Instructions to follow: Search the data for "after" and copy every matching line.
---------- Input data
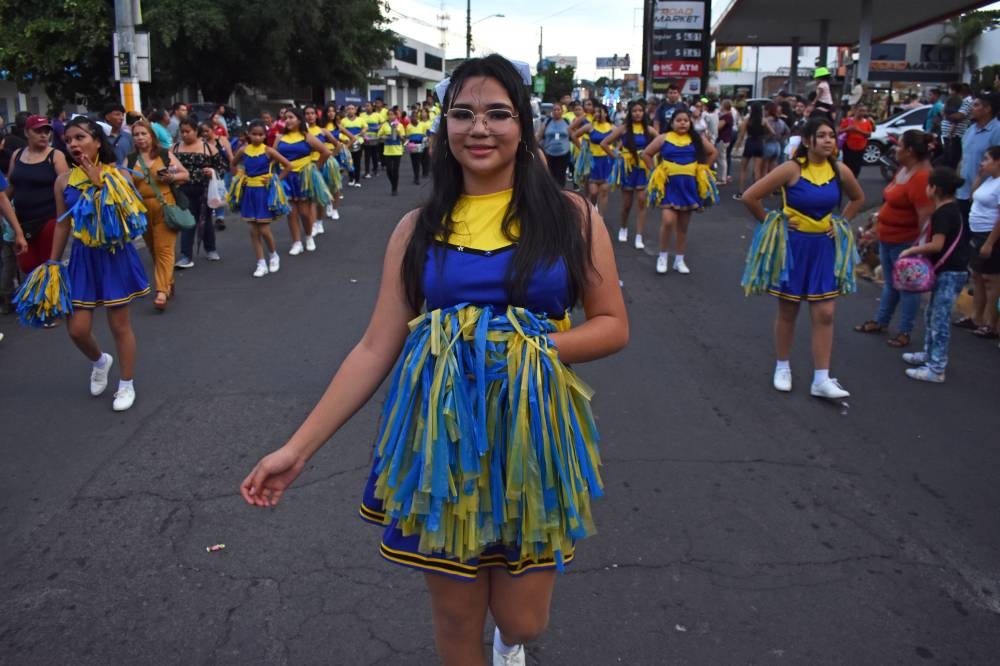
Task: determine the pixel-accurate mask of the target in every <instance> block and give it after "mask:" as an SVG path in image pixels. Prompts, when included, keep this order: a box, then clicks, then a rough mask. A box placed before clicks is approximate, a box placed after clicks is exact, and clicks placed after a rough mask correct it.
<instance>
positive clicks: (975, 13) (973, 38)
mask: <svg viewBox="0 0 1000 666" xmlns="http://www.w3.org/2000/svg"><path fill="white" fill-rule="evenodd" d="M997 27H1000V11H997V10H989V11H977V12H968V13H967V14H962V15H961V16H955V17H952V18H950V19H948V22H947V24H946V27H945V34H944V35H942V37H941V39H940V43H942V44H951V45H952V46H954V47H955V50H956V51H957V52H958V53H957V54H956V62H957V64H958V69H959V73H960V74H961V73H962V72H963V71H964V70H965V68H966V67H968V68H969V71H975V70H976V69H977V65H978V63H977V62H976V57H975V54H973V53H970V52H969V46H971V45H972V43H973V42H974V41H976V40H977V39H979V36H980V35H981V34H983V33H984V32H986V31H987V30H992V29H994V28H997Z"/></svg>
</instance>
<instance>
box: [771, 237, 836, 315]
mask: <svg viewBox="0 0 1000 666" xmlns="http://www.w3.org/2000/svg"><path fill="white" fill-rule="evenodd" d="M834 242H835V241H834V240H833V239H832V238H830V237H829V236H827V235H826V234H825V233H818V234H817V233H805V232H803V231H794V230H792V229H789V230H788V262H789V269H788V279H787V280H783V281H782V282H781V283H780V284H776V285H771V287H770V288H769V289H768V290H767V293H769V294H771V295H772V296H777V297H778V298H782V299H784V300H786V301H826V300H829V299H831V298H836V297H837V296H839V295H840V289H839V288H838V287H837V277H836V275H835V274H834V265H835V263H836V260H837V256H836V252H837V250H836V248H835V246H834Z"/></svg>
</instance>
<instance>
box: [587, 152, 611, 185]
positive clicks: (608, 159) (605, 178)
mask: <svg viewBox="0 0 1000 666" xmlns="http://www.w3.org/2000/svg"><path fill="white" fill-rule="evenodd" d="M593 160H594V162H593V165H592V166H591V167H590V176H588V177H587V180H589V181H591V182H593V183H606V182H608V178H610V177H611V167H612V166H614V160H613V159H611V156H610V155H605V156H603V157H596V156H595V157H594V158H593Z"/></svg>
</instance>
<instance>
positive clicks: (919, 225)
mask: <svg viewBox="0 0 1000 666" xmlns="http://www.w3.org/2000/svg"><path fill="white" fill-rule="evenodd" d="M930 139H931V137H930V135H928V134H924V133H923V132H921V131H920V130H909V131H907V132H905V133H903V136H902V137H900V139H899V144H898V145H897V146H896V160H897V161H898V162H899V165H900V168H899V171H897V172H896V177H895V178H893V179H892V182H890V183H889V184H888V185H886V187H885V189H884V190H883V191H882V196H883V199H884V201H885V203H883V204H882V207H881V208H880V209H879V211H878V226H877V228H876V231H877V233H878V251H879V258H880V260H881V263H882V277H883V279H884V284H883V285H882V299H881V301H880V302H879V308H878V313H877V314H876V315H875V319H871V320H869V321H866V322H865V323H863V324H860V325H858V326H855V327H854V330H855V331H857V332H858V333H881V332H883V331H885V330H887V329H888V328H889V322H890V321H891V320H892V315H893V313H894V312H895V311H896V306H897V305H900V304H901V305H902V307H901V308H900V313H899V330H898V332H897V333H896V335H895V336H894V337H891V338H889V340H888V344H889V346H890V347H905V346H907V345H908V344H910V334H911V333H912V331H913V322H914V321H915V320H916V318H917V310H919V309H920V294H918V293H916V292H907V291H899V290H897V289H896V288H895V287H894V286H893V284H892V268H893V266H895V264H896V260H897V259H899V255H900V253H901V252H902V251H903V250H905V249H906V248H908V247H910V246H912V245H913V242H914V241H916V240H917V237H918V236H920V230H921V229H923V228H924V226H925V225H926V224H927V223H928V222H929V220H930V217H931V213H933V212H934V203H933V202H932V201H931V200H930V198H928V196H927V180H928V178H930V175H931V163H930V153H931V149H930Z"/></svg>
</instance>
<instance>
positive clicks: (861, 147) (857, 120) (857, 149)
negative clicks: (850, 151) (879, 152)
mask: <svg viewBox="0 0 1000 666" xmlns="http://www.w3.org/2000/svg"><path fill="white" fill-rule="evenodd" d="M852 125H853V126H854V127H857V128H858V129H860V130H864V131H866V132H874V131H875V125H874V124H873V123H872V121H871V120H869V119H868V118H862V119H861V120H855V119H854V118H844V119H843V120H841V121H840V131H841V132H845V131H846V130H847V128H848V127H851V126H852ZM867 145H868V137H866V136H864V135H862V134H858V133H857V132H847V141H846V142H845V143H844V146H845V147H846V148H848V149H849V150H864V149H865V146H867Z"/></svg>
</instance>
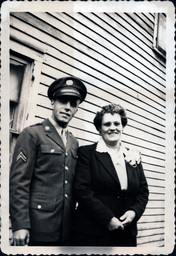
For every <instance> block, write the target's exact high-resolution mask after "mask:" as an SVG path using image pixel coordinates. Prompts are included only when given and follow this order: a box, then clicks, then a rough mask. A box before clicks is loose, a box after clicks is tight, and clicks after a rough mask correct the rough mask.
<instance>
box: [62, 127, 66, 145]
mask: <svg viewBox="0 0 176 256" xmlns="http://www.w3.org/2000/svg"><path fill="white" fill-rule="evenodd" d="M61 138H62V141H63V143H64V145H65V147H66V144H67V138H66V134H65V131H64V129H62V130H61Z"/></svg>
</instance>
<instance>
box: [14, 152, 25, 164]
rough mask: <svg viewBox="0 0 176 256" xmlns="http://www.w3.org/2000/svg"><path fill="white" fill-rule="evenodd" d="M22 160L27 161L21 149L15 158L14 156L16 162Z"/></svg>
mask: <svg viewBox="0 0 176 256" xmlns="http://www.w3.org/2000/svg"><path fill="white" fill-rule="evenodd" d="M20 159H21V160H22V161H23V162H25V163H26V162H27V157H26V156H25V154H24V153H23V151H20V153H19V154H18V156H17V158H16V163H17V162H18V161H19V160H20Z"/></svg>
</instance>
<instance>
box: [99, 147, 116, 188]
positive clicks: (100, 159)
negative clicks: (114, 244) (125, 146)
mask: <svg viewBox="0 0 176 256" xmlns="http://www.w3.org/2000/svg"><path fill="white" fill-rule="evenodd" d="M95 155H96V157H97V159H98V160H99V162H101V164H102V165H103V166H104V168H105V169H106V171H107V172H108V173H109V174H110V175H111V177H112V178H113V179H115V181H116V182H118V184H119V183H120V182H119V179H118V176H117V173H116V170H115V167H114V165H113V162H112V160H111V157H110V155H109V154H108V153H99V152H97V151H96V150H95Z"/></svg>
--------------------
Exercise answer:
Task: determine the pixel-accurate mask of the target in every <instance> block and give it after "mask:" as an SVG path in image pixels. Prompts, when included, keep this order: a box, then clicks, then a rough mask. A box placed before clicks is approximate, a box placed after clicks is exact, and clicks placed after a rough mask correct it.
For every <instance> block, write the target's exact high-resolution mask after "mask:" as an SVG path using image pixel coordinates. Prompts are included only when given and follow this order: a box, then clicks, then a rough mask. A box before clicks is loose, a box after clicks is tight, and clicks after a rough mask correct the rough mask.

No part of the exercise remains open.